▸ **Extrait du document**
╭──
PS: meme si t'es dans le screen, et que tu fermes sauvagement putty, le programme restera lancé et restera accessible comme indiqué ci dessus .

----------

## ttgeub

Ben sinon y a la commande nohup qui permet de lancer une autre commande et empecher que cette autre commande soit tuer à la fermeture de la console et ceux ci qu elle que soit cette commande.

PS : vive les tty libre !

----------

## anonjoe

pourquoi fermé putty ?

parce que mon linux reste allumé planqué dans un coin et que mon ordi est dans la chambre et kil fait un boucan du tonnere   :Razz: 

Sinon le coup de screen c pas mal, mais comment ca marche ?

J'ai pas de programme screen, j'utilise bittornado mais j'veux bien en prendre un autre, ah oui aussi j'ai pas de Terminal X

----------

## anonjoe

c bon j'avais pas emerge screen :p

Bon sinon j'aimerais bien qd même savoir comment redirigé un tty  :Smile: 

----------

## anonjoe

j'voudrais faire une sorte de tty forwarding.
╰──
▸ **Données fournies**
╭──
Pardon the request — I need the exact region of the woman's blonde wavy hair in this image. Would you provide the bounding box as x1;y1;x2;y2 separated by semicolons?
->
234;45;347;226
╰──
▸ **Consigne 1**
D'après l'extrait de discussion sur screen et nohup, quelle commande empêche qu'une autre commande soit tuée à la fermeture de la console ?
▸ **Consigne 2**
Poursuivez la discussion de forum sur screen et le tty forwarding après son dernier message.
Ces données viennent d'une autre source.

▸ **Réponse attendue 1**
La commande nohup.

▸ **Réponse attendue 2**
----------

## LostControl

Comme dit plus haut, le mieux à mon avis c'est nohup. Sinon, essaie mldonkey !!! Tu peux télécharger des torrents, overnet, edonkey, direct connect, ... A mon avis, c'est le top du top et surtout pour des utilisations sur "serveur". Mldonkey a en effet une interface web utilisable à distance et vraiment magnifique  :Very Happy: 

----------

## kernelsensei

 *LostControl wrote:*   

> Comme dit plus haut, le mieux à mon avis c'est nohup. Sinon, essaie mldonkey !!! Tu peux télécharger des torrents, overnet, edonkey, direct connect, ... A mon avis, c'est le top du top et surtout pour des utilisations sur "serveur". Mldonkey a en effet une interface web utilisable à distance et vraiment magnifique 

 

pas d'accord, pour torrent, un screen c'est mieux, tu peux te raccrocher et voir l'avancement !

----------

## LostControl

 *kernel_sensei wrote:*   

> pas d'accord, pour torrent, un screen c'est mieux, tu peux te raccrocher et voir l'avancement !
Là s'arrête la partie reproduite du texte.